**YOUR TASK:** Pull out every line of the records below that contains the word "mountain", matching its capitalization exactly.

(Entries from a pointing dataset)
— Begin —
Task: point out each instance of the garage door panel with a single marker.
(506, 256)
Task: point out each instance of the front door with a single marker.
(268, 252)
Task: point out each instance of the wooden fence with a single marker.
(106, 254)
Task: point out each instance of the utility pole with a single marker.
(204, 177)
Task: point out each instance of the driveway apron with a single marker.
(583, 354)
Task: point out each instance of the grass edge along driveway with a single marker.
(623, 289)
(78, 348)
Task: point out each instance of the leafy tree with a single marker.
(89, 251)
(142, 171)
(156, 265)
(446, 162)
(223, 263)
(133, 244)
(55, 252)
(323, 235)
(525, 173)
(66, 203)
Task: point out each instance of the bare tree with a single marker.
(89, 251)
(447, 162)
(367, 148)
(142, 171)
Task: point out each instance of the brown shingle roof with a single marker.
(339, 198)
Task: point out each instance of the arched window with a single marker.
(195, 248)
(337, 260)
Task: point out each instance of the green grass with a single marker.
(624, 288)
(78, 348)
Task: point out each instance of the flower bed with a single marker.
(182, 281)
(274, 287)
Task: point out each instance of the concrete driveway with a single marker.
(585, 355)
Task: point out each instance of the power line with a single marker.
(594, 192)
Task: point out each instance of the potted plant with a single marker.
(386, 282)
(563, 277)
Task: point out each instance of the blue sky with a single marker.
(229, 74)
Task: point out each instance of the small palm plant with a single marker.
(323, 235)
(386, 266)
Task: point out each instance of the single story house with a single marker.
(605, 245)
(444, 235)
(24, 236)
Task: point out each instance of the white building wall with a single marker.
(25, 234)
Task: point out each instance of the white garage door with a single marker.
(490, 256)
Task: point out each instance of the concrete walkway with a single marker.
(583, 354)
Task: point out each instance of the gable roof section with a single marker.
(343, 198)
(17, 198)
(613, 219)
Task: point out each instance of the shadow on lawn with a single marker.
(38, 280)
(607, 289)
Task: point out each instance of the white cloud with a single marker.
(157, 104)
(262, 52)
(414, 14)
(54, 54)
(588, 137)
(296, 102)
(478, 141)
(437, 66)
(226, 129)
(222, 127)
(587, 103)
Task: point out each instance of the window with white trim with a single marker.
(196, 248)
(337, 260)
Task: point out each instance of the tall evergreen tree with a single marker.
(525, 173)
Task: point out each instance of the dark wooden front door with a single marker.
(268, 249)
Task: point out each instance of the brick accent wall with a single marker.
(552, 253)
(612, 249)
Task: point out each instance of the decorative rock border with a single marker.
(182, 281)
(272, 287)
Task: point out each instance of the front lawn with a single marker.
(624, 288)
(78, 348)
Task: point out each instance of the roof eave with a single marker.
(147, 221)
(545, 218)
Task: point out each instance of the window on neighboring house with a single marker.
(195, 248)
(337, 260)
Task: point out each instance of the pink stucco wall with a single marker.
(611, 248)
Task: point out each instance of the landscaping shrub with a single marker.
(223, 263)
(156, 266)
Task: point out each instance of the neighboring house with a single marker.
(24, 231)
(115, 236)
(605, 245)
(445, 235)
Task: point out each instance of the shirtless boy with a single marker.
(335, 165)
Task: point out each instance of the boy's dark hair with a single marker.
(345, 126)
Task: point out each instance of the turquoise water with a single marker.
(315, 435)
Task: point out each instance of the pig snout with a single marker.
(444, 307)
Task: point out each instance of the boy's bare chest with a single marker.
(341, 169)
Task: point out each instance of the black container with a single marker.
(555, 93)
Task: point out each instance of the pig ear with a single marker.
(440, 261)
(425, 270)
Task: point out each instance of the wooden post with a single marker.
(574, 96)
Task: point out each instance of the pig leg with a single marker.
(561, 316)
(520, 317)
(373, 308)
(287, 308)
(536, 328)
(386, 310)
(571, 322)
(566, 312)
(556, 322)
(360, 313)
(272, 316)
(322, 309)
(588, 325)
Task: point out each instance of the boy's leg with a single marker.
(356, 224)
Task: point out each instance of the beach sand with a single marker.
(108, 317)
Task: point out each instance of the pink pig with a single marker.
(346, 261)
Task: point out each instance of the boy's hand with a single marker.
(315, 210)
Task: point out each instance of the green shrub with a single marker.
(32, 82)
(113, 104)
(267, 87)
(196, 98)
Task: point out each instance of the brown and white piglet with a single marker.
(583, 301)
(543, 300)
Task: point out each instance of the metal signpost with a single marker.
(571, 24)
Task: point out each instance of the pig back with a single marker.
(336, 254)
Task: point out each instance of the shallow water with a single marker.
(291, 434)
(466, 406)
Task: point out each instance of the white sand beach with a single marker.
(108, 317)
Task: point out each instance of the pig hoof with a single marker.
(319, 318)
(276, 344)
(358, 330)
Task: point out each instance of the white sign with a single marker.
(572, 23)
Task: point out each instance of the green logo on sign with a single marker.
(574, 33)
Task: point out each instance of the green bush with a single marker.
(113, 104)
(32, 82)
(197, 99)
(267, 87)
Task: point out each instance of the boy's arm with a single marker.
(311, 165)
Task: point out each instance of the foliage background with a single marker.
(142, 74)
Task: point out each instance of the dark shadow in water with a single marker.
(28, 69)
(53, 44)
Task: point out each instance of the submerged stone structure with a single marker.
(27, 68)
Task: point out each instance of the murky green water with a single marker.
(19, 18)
— End —
— Begin —
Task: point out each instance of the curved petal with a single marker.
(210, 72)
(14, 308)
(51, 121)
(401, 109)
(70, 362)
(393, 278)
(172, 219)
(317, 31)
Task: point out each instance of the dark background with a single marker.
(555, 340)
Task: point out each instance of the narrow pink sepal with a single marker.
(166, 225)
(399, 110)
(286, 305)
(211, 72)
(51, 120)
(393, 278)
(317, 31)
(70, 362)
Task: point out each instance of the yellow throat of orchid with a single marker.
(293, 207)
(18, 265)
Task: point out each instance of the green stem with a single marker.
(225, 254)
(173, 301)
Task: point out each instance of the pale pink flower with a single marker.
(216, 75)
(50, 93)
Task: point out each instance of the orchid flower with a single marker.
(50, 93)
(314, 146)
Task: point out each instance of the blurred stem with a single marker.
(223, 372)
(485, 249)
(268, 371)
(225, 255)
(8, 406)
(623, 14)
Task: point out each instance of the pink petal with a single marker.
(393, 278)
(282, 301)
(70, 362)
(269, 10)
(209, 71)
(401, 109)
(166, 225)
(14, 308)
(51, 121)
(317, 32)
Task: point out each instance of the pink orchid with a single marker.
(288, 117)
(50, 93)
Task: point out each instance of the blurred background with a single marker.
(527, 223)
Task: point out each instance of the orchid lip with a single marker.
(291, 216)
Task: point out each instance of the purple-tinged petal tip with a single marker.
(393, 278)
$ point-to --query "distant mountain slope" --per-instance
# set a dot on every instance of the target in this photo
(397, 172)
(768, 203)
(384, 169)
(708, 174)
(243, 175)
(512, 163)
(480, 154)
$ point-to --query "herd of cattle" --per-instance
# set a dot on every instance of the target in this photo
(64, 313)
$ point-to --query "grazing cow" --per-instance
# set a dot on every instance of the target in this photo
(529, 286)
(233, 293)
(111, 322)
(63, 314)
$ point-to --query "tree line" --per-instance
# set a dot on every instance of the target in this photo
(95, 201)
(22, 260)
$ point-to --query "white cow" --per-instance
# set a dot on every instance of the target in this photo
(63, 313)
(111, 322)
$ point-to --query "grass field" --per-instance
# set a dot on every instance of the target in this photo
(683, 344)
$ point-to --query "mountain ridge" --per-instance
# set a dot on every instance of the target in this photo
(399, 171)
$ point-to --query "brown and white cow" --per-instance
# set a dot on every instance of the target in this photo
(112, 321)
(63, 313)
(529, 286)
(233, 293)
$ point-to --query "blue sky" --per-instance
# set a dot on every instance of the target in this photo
— End —
**THE SOLUTION:**
$ point-to --query "distant mountain slope" --per-instance
$ point-to --query "mountain ridge" --per-instance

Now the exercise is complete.